---------- STORED DATA

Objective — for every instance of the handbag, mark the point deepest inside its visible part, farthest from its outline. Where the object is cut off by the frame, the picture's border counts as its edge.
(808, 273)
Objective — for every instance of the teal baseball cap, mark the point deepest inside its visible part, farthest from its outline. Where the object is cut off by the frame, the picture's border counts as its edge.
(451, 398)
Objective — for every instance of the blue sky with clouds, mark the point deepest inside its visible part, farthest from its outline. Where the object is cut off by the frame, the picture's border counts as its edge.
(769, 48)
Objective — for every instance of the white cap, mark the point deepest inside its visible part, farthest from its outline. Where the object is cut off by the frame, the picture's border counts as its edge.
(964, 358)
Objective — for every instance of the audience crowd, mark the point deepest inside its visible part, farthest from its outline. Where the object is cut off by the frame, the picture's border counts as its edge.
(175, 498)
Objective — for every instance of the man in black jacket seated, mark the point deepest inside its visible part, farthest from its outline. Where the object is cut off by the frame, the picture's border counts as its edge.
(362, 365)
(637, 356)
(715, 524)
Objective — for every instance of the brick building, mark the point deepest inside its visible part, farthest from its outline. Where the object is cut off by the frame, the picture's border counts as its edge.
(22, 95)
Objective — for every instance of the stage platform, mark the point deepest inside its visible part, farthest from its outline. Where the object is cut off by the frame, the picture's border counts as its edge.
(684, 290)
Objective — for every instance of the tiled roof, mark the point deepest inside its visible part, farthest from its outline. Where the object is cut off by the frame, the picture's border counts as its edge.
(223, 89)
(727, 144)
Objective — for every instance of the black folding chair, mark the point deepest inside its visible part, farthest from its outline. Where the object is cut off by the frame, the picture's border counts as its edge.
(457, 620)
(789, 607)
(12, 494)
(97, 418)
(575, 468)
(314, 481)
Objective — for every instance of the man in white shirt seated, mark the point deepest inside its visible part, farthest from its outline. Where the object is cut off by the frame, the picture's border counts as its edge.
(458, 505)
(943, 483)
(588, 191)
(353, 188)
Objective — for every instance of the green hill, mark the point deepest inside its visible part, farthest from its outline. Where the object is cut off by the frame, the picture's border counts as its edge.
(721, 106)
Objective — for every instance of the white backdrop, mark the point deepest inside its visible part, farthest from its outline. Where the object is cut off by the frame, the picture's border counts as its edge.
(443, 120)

--------------------

> _ASSIGNMENT_
Each line from the one that contains "Objective — for every instance of the green" to the end of the data should be set down exactly, both ends included.

> _EXERCISE RESPONSE_
Objective — for every instance of the green hill, mark the point deepest inside its visible part, farthest from its outline. Where the object is cut off by the frame, the picture's border counts as its edge.
(721, 106)
Objective — for every instance of the white backdrop, mark the point deepest inside its visible part, farthest from its outline. Where the object is cut off by the frame, the picture's border counts as its edge.
(443, 120)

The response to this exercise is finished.